Each line of the data must be written out again verbatim; no image belongs in the copy.

Stored records:
§ §
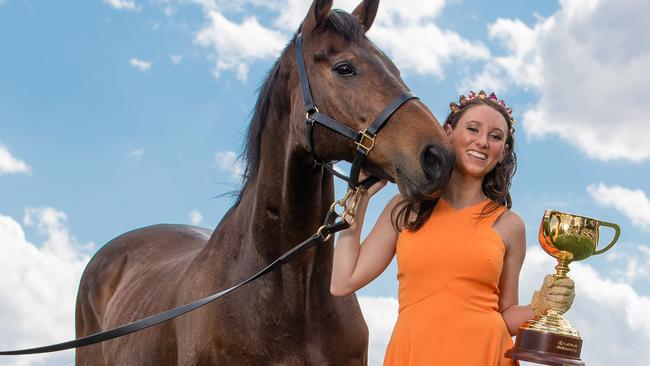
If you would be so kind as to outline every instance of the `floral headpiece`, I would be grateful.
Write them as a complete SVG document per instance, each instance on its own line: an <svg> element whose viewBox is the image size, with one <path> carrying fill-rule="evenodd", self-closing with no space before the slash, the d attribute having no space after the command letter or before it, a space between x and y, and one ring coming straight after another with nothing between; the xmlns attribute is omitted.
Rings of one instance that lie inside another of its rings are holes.
<svg viewBox="0 0 650 366"><path fill-rule="evenodd" d="M505 108L506 112L508 113L508 116L510 116L510 125L513 126L515 124L516 121L514 118L512 118L512 108L506 107L506 102L503 99L499 100L499 98L497 98L497 95L494 94L494 92L490 95L487 95L483 90L479 91L478 94L470 90L469 94L467 94L467 97L465 97L464 95L460 96L460 98L458 99L458 103L454 103L454 102L449 103L451 114L456 114L460 112L463 108L465 108L469 104L470 101L476 98L487 99L492 103L498 104L503 108Z"/></svg>

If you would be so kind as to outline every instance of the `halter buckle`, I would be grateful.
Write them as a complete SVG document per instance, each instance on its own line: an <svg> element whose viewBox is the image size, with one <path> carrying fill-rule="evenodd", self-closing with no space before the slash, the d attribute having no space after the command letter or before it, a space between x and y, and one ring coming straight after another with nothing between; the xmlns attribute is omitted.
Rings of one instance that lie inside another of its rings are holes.
<svg viewBox="0 0 650 366"><path fill-rule="evenodd" d="M359 131L358 141L354 142L357 145L358 149L364 150L363 155L366 156L370 154L370 150L375 147L375 138L369 135L367 131L367 129Z"/></svg>

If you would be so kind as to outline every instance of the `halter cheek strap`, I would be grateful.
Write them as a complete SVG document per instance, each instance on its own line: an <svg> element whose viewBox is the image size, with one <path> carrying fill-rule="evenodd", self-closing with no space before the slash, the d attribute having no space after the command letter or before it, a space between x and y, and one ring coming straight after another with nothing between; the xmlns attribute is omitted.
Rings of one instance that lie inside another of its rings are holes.
<svg viewBox="0 0 650 366"><path fill-rule="evenodd" d="M404 103L408 102L411 99L418 99L418 97L410 91L407 91L393 100L384 110L377 116L377 118L370 124L370 127L362 131L356 131L350 128L348 125L345 125L334 118L321 113L316 105L314 104L314 98L311 94L311 88L309 86L309 76L307 75L307 67L305 65L305 58L303 54L302 47L302 34L298 34L296 37L296 62L298 66L298 78L300 80L300 89L305 101L305 110L307 114L305 116L305 122L307 125L307 147L311 156L314 158L316 163L323 165L327 170L329 170L335 176L346 180L350 188L355 188L359 183L359 172L361 171L361 165L365 161L370 151L375 146L375 137L379 130L384 127L388 119L397 111ZM354 158L352 160L352 167L350 168L350 175L348 177L337 172L333 168L332 162L326 162L321 159L316 150L314 149L313 142L313 133L314 125L318 123L321 126L327 127L330 130L347 137L348 139L354 141L356 144ZM377 181L377 178L371 177L372 179L367 179L361 184L368 188L370 185L374 184Z"/></svg>

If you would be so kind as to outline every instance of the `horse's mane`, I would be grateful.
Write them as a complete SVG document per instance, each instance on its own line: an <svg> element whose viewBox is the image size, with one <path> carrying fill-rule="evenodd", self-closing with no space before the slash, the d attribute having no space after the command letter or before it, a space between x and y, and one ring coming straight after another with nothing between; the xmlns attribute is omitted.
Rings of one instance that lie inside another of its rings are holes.
<svg viewBox="0 0 650 366"><path fill-rule="evenodd" d="M302 28L302 25L299 29ZM355 42L365 37L365 32L359 20L342 10L333 10L327 21L322 27L315 30L316 32L332 32L337 36L342 37L347 42ZM269 106L271 104L271 96L275 89L275 83L280 69L281 61L287 57L287 51L296 40L298 32L294 33L289 43L282 50L281 56L273 64L269 70L266 79L260 84L258 88L258 98L255 107L252 111L252 119L248 126L246 139L244 140L244 150L239 157L244 162L244 172L241 187L239 189L237 203L242 198L242 194L246 190L248 184L255 180L260 164L260 142L264 125L268 116Z"/></svg>

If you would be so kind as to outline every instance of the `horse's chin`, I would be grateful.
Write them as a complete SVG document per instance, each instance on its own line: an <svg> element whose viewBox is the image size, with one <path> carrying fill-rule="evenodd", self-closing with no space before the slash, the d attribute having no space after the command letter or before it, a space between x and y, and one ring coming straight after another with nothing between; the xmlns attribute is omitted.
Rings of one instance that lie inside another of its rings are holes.
<svg viewBox="0 0 650 366"><path fill-rule="evenodd" d="M391 183L396 182L395 177L386 173L384 169L381 169L380 167L374 164L364 164L363 169L367 170L368 173L370 173L370 175L372 175L373 177L377 177L379 179L386 179Z"/></svg>
<svg viewBox="0 0 650 366"><path fill-rule="evenodd" d="M406 176L399 177L397 188L407 201L430 201L439 198L442 194L442 188L427 184L419 185Z"/></svg>

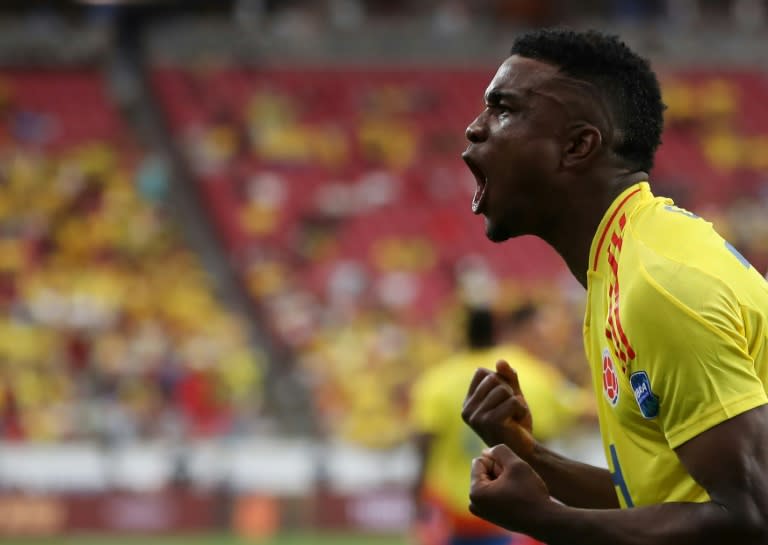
§ §
## Worked solution
If you would be so kind as to outline every instance of the `floral headpiece`, I would be grateful.
Write them as a complete SVG document per instance, each instance on its own line: an <svg> element whose viewBox is the image size, with one <path> carrying fill-rule="evenodd", self-closing with no space before the slash, the d attribute having no space after the command letter or before it, a space between x and y, and one ring coming straight after another with nothing between; the xmlns attribute is omitted.
Rings of one instance that lie inside another of its rings are holes.
<svg viewBox="0 0 650 366"><path fill-rule="evenodd" d="M505 108L506 112L508 113L508 116L510 116L510 125L513 126L515 124L516 121L514 118L512 118L512 108L506 107L506 102L503 99L499 100L499 98L497 98L497 95L494 94L494 92L490 95L487 95L483 90L479 91L478 94L470 90L469 94L467 94L467 97L465 97L464 95L460 96L460 98L458 99L458 103L454 103L454 102L449 103L451 114L456 114L460 112L463 108L465 108L469 104L470 101L476 98L487 99L492 103L498 104L503 108Z"/></svg>

If you would be so kind as to outline every instance of the `halter buckle`, I would be grateful.
Write them as a complete SVG document per instance, each instance on its own line: an <svg> element whose viewBox is the image size, with one <path> carrying fill-rule="evenodd", self-closing with no space before the slash, the d attribute having no space after the command letter or before it, a space between x and y, and one ring coming straight after another with nothing between; the xmlns attribute is omitted.
Rings of one instance that lie inside another of its rings are holes.
<svg viewBox="0 0 650 366"><path fill-rule="evenodd" d="M359 131L358 141L354 142L357 145L358 149L364 150L363 155L366 156L370 154L370 150L375 147L375 138L369 135L367 131L367 129Z"/></svg>

If you would be so kind as to outline every instance of the `halter cheek strap`, I would be grateful.
Write them as a complete SVG document per instance, each instance on its own line: an <svg> element whose viewBox is the image size, with one <path> carrying fill-rule="evenodd", self-closing with no space before the slash, the d attribute having no space after the command letter or before it, a space between x and y, and one ring coming straight after another with nothing between; the xmlns attribute is omitted.
Rings of one instance that lie inside another of its rings are holes.
<svg viewBox="0 0 650 366"><path fill-rule="evenodd" d="M404 103L408 102L411 99L418 99L418 97L410 91L407 91L393 100L384 110L377 116L377 118L370 124L370 127L362 131L356 131L350 128L348 125L345 125L334 118L321 113L316 105L314 104L314 98L311 94L311 88L309 86L309 76L307 75L307 67L305 65L305 58L303 54L302 47L302 34L298 34L296 37L296 62L298 66L298 78L300 80L300 89L305 101L305 110L307 114L305 116L305 122L307 125L307 147L311 156L314 158L316 163L323 165L327 170L329 170L335 176L346 180L350 188L355 188L359 183L359 172L361 171L361 165L365 161L370 151L375 146L375 137L379 130L384 127L388 119L397 111ZM354 158L352 160L352 167L350 168L350 175L348 177L337 172L333 168L332 162L326 162L321 159L316 150L314 149L313 142L313 133L314 125L318 123L321 126L327 127L330 130L347 137L348 139L354 141L356 144ZM377 181L377 178L371 177L372 179L367 179L361 184L368 188L370 185L374 184Z"/></svg>

If you would be so kind as to outline every instance of the `horse's mane`, I would be grateful.
Write them as a complete SVG document per instance, each instance on its own line: an <svg> element whose viewBox is the image size, with one <path> carrying fill-rule="evenodd", self-closing with no space before the slash, the d attribute having no space after the command letter or before it, a space between x and y, and one ring coming straight after another with nothing between; the xmlns attribute is omitted.
Rings of one instance that lie inside another of its rings are holes.
<svg viewBox="0 0 650 366"><path fill-rule="evenodd" d="M302 28L302 25L299 29ZM355 42L365 37L365 32L359 20L342 10L333 10L327 21L322 27L315 30L316 32L332 32L337 36L342 37L347 42ZM269 106L271 104L271 96L275 89L275 83L280 69L281 61L287 57L287 51L296 40L298 32L294 33L289 43L282 50L281 56L273 64L269 70L266 79L260 84L258 88L258 98L255 107L252 111L252 119L248 126L246 139L244 140L244 150L239 157L244 162L244 172L241 187L239 189L237 203L242 198L242 194L246 190L248 184L255 180L260 164L260 142L264 125L268 116Z"/></svg>

If you would be so kind as to outline every instance of the `horse's chin`, I would be grateful.
Write them as a complete SVG document per instance, each instance on its own line: an <svg> element whose viewBox is the image size, with one <path> carrying fill-rule="evenodd", self-closing with no space before the slash, the d attribute having no space after the command letter or before it, a space between x and y, and one ring coming straight after another with nothing between; the xmlns attribute is omitted.
Rings of one instance that lie inside another of its rings are holes.
<svg viewBox="0 0 650 366"><path fill-rule="evenodd" d="M391 183L396 182L395 177L386 173L384 169L381 169L380 167L374 164L364 164L363 169L367 170L368 173L370 173L370 175L372 175L373 177L377 177L379 179L386 179Z"/></svg>
<svg viewBox="0 0 650 366"><path fill-rule="evenodd" d="M406 176L399 177L397 188L407 201L430 201L439 198L442 194L442 188L427 184L419 185Z"/></svg>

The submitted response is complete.